## Task input
— Start —

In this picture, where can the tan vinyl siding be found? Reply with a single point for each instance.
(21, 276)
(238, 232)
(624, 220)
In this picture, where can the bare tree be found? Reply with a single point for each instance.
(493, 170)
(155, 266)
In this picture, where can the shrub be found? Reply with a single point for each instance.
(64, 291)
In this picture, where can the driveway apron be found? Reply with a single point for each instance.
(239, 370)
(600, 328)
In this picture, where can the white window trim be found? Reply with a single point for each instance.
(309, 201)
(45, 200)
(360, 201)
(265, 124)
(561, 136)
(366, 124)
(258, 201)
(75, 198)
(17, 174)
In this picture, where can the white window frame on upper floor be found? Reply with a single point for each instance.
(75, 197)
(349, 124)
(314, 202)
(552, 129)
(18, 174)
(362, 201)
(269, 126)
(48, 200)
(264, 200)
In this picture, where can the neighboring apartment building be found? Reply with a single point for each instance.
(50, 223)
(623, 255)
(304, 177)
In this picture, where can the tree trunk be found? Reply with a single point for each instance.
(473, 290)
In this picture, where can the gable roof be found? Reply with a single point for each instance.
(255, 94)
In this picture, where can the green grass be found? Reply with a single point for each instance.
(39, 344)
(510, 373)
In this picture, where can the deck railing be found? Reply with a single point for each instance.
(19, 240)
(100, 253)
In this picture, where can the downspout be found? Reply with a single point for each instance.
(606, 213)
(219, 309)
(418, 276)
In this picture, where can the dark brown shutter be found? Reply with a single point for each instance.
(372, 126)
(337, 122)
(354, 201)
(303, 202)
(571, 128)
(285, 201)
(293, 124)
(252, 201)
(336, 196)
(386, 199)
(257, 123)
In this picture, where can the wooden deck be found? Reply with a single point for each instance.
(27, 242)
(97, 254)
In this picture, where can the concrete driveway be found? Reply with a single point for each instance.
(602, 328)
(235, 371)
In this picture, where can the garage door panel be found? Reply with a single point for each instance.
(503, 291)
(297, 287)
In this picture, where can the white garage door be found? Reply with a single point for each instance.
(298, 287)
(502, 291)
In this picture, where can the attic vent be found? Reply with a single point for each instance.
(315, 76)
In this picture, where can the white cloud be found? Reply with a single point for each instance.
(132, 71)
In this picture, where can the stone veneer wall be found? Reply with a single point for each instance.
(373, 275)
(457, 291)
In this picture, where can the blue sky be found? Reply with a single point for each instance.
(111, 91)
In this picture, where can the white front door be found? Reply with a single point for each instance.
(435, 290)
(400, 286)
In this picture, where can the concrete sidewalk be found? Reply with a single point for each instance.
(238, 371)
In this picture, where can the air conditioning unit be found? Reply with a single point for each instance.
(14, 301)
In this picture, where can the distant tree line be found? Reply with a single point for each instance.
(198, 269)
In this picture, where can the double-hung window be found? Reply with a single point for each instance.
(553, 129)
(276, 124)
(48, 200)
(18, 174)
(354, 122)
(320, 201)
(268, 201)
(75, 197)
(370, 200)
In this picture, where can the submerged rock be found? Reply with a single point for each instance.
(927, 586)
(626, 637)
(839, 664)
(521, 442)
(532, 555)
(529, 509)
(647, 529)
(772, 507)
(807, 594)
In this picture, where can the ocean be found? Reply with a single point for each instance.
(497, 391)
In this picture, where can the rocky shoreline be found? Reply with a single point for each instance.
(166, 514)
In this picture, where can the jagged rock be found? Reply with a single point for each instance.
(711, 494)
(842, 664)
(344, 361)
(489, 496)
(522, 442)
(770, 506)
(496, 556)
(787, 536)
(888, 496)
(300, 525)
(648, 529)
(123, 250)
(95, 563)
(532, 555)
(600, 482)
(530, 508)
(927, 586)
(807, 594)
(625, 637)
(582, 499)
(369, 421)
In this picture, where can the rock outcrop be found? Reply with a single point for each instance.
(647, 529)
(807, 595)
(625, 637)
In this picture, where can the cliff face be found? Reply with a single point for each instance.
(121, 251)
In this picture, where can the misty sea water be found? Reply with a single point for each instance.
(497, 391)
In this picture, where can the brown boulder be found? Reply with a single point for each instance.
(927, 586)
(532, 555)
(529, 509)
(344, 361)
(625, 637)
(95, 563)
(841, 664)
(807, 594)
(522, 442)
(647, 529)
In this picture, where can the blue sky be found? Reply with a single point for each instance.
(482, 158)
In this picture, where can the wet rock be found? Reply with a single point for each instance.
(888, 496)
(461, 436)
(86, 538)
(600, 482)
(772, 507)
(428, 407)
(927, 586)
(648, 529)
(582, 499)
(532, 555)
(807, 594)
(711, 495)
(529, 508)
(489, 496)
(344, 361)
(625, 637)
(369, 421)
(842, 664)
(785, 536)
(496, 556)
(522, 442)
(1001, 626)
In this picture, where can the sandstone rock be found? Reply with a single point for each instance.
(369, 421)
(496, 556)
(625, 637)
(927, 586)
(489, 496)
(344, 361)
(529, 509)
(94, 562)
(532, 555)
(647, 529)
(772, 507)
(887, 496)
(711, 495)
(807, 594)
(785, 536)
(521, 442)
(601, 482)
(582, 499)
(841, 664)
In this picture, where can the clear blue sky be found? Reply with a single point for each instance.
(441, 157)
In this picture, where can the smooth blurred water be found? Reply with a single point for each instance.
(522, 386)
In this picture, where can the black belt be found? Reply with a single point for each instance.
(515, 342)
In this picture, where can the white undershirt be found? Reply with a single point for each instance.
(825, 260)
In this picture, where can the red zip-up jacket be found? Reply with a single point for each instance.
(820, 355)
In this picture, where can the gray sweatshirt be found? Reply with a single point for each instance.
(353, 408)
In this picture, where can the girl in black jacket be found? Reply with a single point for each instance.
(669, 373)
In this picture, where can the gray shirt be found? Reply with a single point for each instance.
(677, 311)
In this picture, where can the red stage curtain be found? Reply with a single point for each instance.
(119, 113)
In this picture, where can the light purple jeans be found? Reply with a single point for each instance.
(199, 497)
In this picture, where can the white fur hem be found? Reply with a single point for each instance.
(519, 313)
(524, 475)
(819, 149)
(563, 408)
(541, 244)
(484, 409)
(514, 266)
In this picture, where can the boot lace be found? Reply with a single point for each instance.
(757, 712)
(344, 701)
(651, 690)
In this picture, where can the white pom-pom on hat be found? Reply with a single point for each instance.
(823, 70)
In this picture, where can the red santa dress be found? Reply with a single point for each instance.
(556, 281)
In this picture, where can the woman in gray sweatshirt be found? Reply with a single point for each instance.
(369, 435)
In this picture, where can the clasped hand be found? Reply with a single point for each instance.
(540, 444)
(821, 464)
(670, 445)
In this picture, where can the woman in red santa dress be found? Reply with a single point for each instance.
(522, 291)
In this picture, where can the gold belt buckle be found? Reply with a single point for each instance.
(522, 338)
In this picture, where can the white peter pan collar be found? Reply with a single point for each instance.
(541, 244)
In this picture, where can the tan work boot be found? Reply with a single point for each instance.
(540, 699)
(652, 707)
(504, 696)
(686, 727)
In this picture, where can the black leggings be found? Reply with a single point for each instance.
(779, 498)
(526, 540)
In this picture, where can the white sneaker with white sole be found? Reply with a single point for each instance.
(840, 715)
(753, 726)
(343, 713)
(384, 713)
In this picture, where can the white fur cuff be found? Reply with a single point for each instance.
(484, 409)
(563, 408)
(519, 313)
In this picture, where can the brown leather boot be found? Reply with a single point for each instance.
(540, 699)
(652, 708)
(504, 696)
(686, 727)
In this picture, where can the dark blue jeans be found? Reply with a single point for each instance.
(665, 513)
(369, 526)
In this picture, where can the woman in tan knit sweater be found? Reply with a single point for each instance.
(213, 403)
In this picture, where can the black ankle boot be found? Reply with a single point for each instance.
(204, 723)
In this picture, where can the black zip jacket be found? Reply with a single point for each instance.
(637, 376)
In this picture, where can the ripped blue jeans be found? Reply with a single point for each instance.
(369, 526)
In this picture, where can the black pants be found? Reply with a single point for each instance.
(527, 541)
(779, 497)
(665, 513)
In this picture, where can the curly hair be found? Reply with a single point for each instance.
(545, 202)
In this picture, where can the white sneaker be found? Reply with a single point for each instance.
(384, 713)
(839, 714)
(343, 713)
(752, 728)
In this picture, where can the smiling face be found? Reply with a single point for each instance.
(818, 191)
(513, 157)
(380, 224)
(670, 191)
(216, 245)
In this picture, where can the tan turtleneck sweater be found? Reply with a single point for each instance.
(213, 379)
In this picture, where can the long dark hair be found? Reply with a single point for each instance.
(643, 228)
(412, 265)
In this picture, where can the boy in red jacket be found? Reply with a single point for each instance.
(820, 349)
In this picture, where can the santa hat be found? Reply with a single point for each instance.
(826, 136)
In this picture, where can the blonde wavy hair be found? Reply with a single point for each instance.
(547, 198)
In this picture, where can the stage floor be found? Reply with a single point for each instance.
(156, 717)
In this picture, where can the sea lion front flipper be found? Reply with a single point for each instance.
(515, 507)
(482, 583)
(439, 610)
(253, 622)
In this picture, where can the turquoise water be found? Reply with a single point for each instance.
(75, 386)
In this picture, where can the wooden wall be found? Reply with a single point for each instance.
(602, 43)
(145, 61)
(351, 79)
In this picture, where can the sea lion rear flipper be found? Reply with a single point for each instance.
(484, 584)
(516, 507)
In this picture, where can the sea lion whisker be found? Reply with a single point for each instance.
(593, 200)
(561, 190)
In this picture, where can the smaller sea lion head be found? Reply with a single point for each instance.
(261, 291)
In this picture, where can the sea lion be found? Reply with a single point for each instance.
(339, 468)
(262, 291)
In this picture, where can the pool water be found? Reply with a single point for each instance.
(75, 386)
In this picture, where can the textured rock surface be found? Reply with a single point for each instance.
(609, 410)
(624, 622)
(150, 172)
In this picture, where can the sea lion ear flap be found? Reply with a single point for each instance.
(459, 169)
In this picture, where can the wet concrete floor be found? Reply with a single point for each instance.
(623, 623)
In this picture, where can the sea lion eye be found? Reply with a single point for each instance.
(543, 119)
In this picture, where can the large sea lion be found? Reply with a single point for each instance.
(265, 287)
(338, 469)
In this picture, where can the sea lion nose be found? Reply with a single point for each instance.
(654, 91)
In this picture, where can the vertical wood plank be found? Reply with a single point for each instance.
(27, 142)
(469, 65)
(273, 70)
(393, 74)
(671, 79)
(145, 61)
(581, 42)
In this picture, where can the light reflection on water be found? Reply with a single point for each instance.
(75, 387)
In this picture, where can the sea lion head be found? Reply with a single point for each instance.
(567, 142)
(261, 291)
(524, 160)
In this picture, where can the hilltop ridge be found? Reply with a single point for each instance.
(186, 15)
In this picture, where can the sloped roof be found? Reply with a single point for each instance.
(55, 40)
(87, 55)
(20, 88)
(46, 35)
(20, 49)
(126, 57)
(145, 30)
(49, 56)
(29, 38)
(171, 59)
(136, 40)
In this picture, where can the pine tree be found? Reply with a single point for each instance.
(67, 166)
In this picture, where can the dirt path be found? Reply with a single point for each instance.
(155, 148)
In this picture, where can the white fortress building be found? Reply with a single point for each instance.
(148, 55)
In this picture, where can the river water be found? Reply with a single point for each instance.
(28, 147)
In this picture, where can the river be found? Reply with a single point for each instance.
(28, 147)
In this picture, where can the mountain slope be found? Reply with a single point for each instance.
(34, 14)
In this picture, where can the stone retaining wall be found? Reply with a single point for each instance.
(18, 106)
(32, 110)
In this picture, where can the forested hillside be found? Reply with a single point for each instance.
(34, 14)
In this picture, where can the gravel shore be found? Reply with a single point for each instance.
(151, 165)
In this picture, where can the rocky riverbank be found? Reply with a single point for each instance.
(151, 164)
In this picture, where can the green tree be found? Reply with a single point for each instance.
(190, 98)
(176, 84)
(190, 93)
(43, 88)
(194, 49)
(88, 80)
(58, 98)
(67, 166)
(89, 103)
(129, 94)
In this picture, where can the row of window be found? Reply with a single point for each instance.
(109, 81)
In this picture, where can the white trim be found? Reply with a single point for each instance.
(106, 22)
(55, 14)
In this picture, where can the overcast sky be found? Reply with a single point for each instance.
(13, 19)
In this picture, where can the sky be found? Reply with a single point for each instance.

— End —

## What needs to be done
Beginning at the line that contains "In this picture, where can the pine", retype each line of the listing up to and including the last one, exactly as it stands, and nothing else.

## Answer for this exercise
In this picture, where can the pine tree be found? Reply with a single point for each instance.
(67, 166)
In this picture, where can the dirt path be found? Reply with a single point for each instance.
(155, 148)
In this picture, where can the white fortress building be found? Reply with a single point for each instance.
(148, 55)
In this picture, where can the river water be found? Reply with a single point for each instance.
(28, 147)
In this picture, where can the river be found? Reply with a single point for each instance.
(28, 147)
In this picture, where can the mountain slope be found? Reply with a single point for each instance.
(34, 14)
In this picture, where can the stone retaining wall be found? Reply with a single point for each instance.
(18, 106)
(32, 110)
In this picture, where can the forested hillside be found? Reply with a single point for each instance.
(34, 14)
In this picture, where can the gravel shore be found? Reply with a single point for each instance.
(151, 165)
In this picture, where can the rocky riverbank be found? Reply with a single point for each instance.
(151, 164)
In this picture, where can the green tree be found? Reply with a single point for each instance.
(190, 98)
(176, 84)
(190, 93)
(43, 88)
(194, 49)
(88, 80)
(58, 98)
(67, 166)
(89, 103)
(129, 94)
In this picture, where can the row of window be found? Reply with a single point for each instance.
(109, 81)
In this picture, where can the white trim be found? Reply with a single point for each instance.
(106, 22)
(55, 14)
In this picture, where can the overcast sky be found? Reply with a single point for each instance.
(13, 19)
In this picture, where can the sky be found? Reply with a single point for each instance.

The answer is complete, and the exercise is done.